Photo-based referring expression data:
──────

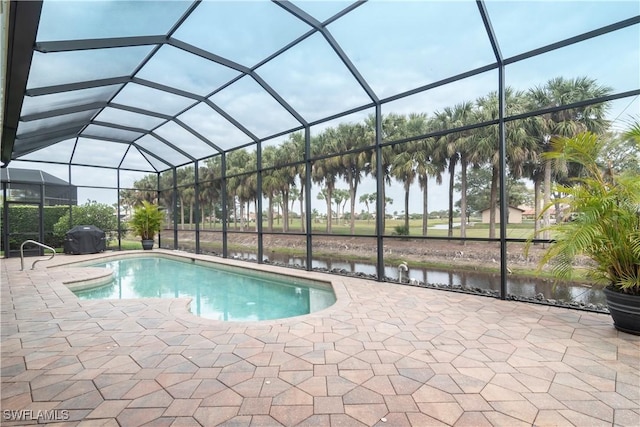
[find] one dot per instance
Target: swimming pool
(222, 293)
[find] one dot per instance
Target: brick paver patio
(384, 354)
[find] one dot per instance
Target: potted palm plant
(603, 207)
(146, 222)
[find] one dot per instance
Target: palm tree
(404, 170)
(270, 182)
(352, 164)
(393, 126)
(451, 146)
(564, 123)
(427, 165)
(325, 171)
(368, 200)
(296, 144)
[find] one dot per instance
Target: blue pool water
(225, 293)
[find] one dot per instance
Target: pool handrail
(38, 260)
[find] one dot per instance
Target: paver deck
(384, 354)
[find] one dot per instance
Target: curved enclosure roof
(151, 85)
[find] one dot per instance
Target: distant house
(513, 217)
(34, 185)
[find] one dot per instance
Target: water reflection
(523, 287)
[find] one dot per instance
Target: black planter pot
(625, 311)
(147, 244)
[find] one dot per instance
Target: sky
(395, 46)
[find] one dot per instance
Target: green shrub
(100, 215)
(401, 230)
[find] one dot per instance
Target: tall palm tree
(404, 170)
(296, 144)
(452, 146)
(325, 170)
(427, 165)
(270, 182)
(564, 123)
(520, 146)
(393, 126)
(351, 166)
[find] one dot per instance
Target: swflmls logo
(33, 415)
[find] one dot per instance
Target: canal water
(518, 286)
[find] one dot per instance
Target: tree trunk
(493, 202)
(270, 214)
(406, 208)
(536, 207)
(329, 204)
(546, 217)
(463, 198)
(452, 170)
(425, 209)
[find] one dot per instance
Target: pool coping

──────

Exercise description - Repeat each record as given. No picture belongs in the copy.

Answer to this exercise -
[find] one dot per instance
Target: swimming pool
(222, 293)
[find] one dot per instance
Target: brick paver patio
(384, 354)
[find] one dot per instance
Target: potted palm plant
(603, 207)
(146, 222)
[find] one dot per instance
Target: palm tree
(404, 170)
(270, 182)
(352, 164)
(393, 126)
(451, 146)
(564, 123)
(427, 165)
(325, 171)
(368, 200)
(296, 144)
[find] one dot per instance
Target: blue pool water
(225, 293)
[find] one dot per instance
Target: pool handrail
(38, 260)
[find] one dot per instance
Target: paver deck
(384, 354)
[find] one dot per instance
Target: curved enclosure roof
(151, 85)
[find] one dot per instance
Target: distant house
(513, 217)
(34, 185)
[find] one dot per instance
Target: water reflection
(523, 287)
[find] one dot per instance
Target: black planter pot
(625, 311)
(147, 244)
[find] one dot per instance
Target: sky
(395, 46)
[find] one dot per instance
Target: green shrub
(100, 215)
(401, 230)
[find] one dot per instance
Target: tall palm tree
(404, 170)
(296, 144)
(452, 146)
(325, 170)
(427, 165)
(270, 182)
(564, 123)
(520, 146)
(393, 126)
(351, 166)
[find] one dot per instance
Target: swflmls logo
(33, 415)
[find] one dot per instance
Target: canal water
(518, 286)
[find] one dot per instance
Target: tree trunk
(493, 202)
(270, 214)
(406, 208)
(536, 207)
(329, 204)
(546, 217)
(463, 198)
(452, 170)
(425, 209)
[find] one dot per instance
Target: pool coping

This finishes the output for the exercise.